> **Consegna**:
Trascrivi fedelmente il passo del testo sul bullismo che si apre con le parole contenenti "E’ con la frase" e si chiude con "bambini e adolescenti.".

> **Testo di riferimento**:
>>>>

Bullismo e cyberbullismo: “Le parole fanno più male delle botte”

Bullismo e cyberbullismo: “Le parole fanno più male delle botte”
E’ con la frase d’addio di Carolina Picchio, la giovane vittima di bullismo, che si tolse la vita all’età di 14 anni, per il dolore provocato da quelle parole: “Le parole fanno più male delle botte” che si vuole affrontare una tematica delicata quale bullismo. Il bullismo non è un fenomeno nuovo, ma la sua forma digitale, il cyberbullismo, ha radicalmente cambiato il contesto e le conseguenze delle prevaricazioni tra bambini e adolescenti.
Quello che prima accadeva tra i banchi di scuola, negli spogliatoi o nei cortili, oggi si estende temporalmente ed invade lo spazio, valicando i confini della familiarità delle vittime con la loro incessante presenza online.
In criminologia, si parla di delitti relazionali: il bullismo relazionale è una forma di isolamento della vittima che tende ad influenzare le sue relazioni con gli altri coetanei. Il bullismo è quindi una forma di violenza verbale, fisica e psicologica, un abuso di potere sistematico dove un gruppo o un soggetto esercita un dominio costante sull’individuo percepito come debole, sensibile, diverso. Oggi, tale condizione di prevaricazione è dilatata nel cyber contesto.

<<<<

> **Dati registrati**:
>>>>

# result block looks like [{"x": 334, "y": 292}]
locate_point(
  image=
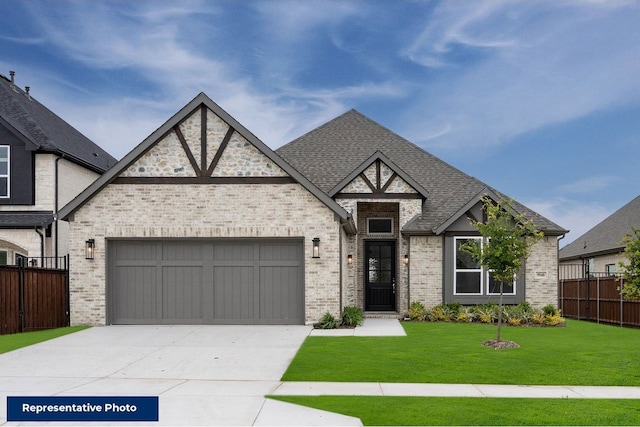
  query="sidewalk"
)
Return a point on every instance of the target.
[{"x": 455, "y": 390}]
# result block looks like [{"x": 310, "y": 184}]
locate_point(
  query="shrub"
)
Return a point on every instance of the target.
[
  {"x": 553, "y": 319},
  {"x": 537, "y": 318},
  {"x": 486, "y": 313},
  {"x": 464, "y": 316},
  {"x": 440, "y": 313},
  {"x": 514, "y": 315},
  {"x": 327, "y": 321},
  {"x": 550, "y": 310},
  {"x": 454, "y": 309},
  {"x": 352, "y": 316},
  {"x": 417, "y": 311}
]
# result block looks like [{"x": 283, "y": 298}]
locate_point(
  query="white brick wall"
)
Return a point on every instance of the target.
[
  {"x": 203, "y": 211},
  {"x": 541, "y": 273},
  {"x": 72, "y": 179}
]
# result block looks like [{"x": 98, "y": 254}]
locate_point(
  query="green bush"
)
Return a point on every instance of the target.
[
  {"x": 514, "y": 315},
  {"x": 327, "y": 321},
  {"x": 550, "y": 310},
  {"x": 417, "y": 312},
  {"x": 440, "y": 313},
  {"x": 352, "y": 316}
]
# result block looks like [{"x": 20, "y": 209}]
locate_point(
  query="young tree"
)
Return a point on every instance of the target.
[
  {"x": 631, "y": 269},
  {"x": 508, "y": 239}
]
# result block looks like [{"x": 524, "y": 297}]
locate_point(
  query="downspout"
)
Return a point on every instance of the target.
[
  {"x": 41, "y": 245},
  {"x": 560, "y": 281},
  {"x": 55, "y": 217}
]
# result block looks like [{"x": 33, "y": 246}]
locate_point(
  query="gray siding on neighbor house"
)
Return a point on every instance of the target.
[{"x": 206, "y": 282}]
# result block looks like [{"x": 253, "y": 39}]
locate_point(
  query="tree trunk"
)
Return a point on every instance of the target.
[{"x": 500, "y": 314}]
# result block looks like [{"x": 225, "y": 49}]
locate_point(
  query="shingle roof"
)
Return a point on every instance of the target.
[
  {"x": 25, "y": 219},
  {"x": 329, "y": 153},
  {"x": 202, "y": 100},
  {"x": 35, "y": 123},
  {"x": 606, "y": 236}
]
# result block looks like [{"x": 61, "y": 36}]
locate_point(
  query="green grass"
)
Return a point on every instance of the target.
[
  {"x": 465, "y": 411},
  {"x": 581, "y": 353},
  {"x": 15, "y": 341}
]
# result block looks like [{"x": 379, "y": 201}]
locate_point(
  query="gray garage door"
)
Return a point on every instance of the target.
[{"x": 209, "y": 282}]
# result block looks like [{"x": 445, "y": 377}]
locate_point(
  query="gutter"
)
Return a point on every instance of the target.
[
  {"x": 41, "y": 245},
  {"x": 56, "y": 207}
]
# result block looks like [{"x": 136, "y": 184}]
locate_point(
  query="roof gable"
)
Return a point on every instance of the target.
[
  {"x": 606, "y": 236},
  {"x": 203, "y": 145},
  {"x": 342, "y": 146},
  {"x": 40, "y": 128},
  {"x": 379, "y": 177},
  {"x": 191, "y": 146}
]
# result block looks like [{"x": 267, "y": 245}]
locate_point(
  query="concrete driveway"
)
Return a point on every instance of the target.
[{"x": 203, "y": 375}]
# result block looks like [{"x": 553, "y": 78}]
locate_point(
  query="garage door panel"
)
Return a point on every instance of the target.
[
  {"x": 280, "y": 295},
  {"x": 234, "y": 293},
  {"x": 136, "y": 251},
  {"x": 137, "y": 298},
  {"x": 206, "y": 281},
  {"x": 182, "y": 251},
  {"x": 182, "y": 294}
]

<<<<

> **Soluzione**:
E’ con la frase d’addio di Carolina Picchio, la giovane vittima di bullismo, che si tolse la vita all’età di 14 anni, per il dolore provocato da quelle parole: “Le parole fanno più male delle botte” che si vuole affrontare una tematica delicata quale bullismo. Il bullismo non è un fenomeno nuovo, ma la sua forma digitale, il cyberbullismo, ha radicalmente cambiato il contesto e le conseguenze delle prevaricazioni tra bambini e adolescenti.